Data for processing:
○ ○ ○ ○ ○

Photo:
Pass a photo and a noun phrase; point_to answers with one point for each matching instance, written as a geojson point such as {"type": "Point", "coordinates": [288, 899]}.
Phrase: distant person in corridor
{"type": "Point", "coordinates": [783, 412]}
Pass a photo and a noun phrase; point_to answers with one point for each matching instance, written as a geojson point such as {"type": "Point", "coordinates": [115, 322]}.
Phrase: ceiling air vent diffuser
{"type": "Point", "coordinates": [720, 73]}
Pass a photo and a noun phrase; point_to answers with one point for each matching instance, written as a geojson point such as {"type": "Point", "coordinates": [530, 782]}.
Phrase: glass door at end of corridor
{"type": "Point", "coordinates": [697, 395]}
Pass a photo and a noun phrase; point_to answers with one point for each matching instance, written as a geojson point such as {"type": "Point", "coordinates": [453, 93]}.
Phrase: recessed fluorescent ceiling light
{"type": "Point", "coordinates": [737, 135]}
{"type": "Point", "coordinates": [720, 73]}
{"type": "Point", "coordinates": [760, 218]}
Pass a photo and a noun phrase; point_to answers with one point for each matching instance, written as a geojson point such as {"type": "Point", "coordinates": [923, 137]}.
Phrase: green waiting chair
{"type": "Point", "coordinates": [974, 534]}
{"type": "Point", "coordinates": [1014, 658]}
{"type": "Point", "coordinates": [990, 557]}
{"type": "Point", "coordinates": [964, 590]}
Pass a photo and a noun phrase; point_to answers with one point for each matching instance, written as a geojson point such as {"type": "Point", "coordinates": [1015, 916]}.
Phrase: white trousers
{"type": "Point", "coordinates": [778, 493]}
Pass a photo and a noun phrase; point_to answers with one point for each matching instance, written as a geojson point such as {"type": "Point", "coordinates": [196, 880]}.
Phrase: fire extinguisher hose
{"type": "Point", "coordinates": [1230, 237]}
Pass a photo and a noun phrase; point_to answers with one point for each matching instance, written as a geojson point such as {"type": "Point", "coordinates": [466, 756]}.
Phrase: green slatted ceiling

○ ○ ○ ○ ○

Set task:
Each line of the listing should be echoed back exactly.

Written response:
Photo:
Pass a photo and a noun phrase; point_to answers with one point for each matching instance, written as a geojson point such as {"type": "Point", "coordinates": [288, 899]}.
Phrase: distant person in corridor
{"type": "Point", "coordinates": [783, 412]}
Pass a photo and a noun phrase; point_to answers with one point for each matching instance, written as a geojson point such as {"type": "Point", "coordinates": [115, 322]}.
Phrase: ceiling air vent diffuser
{"type": "Point", "coordinates": [720, 73]}
Pass a photo and a noun phrase; point_to answers with one point for each matching instance, written as a geojson point such as {"type": "Point", "coordinates": [530, 782]}.
Phrase: glass door at end of corridor
{"type": "Point", "coordinates": [697, 395]}
Pass a photo and a noun phrase; point_to answers with one point for each matching instance, written as a geojson point such as {"type": "Point", "coordinates": [453, 93]}.
Phrase: recessed fluorescent ceiling light
{"type": "Point", "coordinates": [737, 135]}
{"type": "Point", "coordinates": [720, 73]}
{"type": "Point", "coordinates": [760, 218]}
Pass a photo and a noun phrase; point_to answers with one point for each matching instance, written as a geojson point such as {"type": "Point", "coordinates": [923, 137]}.
Phrase: green waiting chair
{"type": "Point", "coordinates": [974, 534]}
{"type": "Point", "coordinates": [1014, 658]}
{"type": "Point", "coordinates": [990, 557]}
{"type": "Point", "coordinates": [964, 590]}
Pass a photo and a noun phrase; point_to answers with one point for each matching instance, written as a geojson point such as {"type": "Point", "coordinates": [1015, 916]}.
Phrase: white trousers
{"type": "Point", "coordinates": [778, 493]}
Pass a photo and a noun phrase; point_to answers with one point for each matching instance, written as a geojson point such as {"type": "Point", "coordinates": [196, 880]}.
Phrase: fire extinguisher hose
{"type": "Point", "coordinates": [1230, 237]}
Pass a photo and a noun phrase; point_to answers with one point for each matching instance, written as a geojson point such as {"type": "Point", "coordinates": [466, 756]}.
Phrase: green slatted ceiling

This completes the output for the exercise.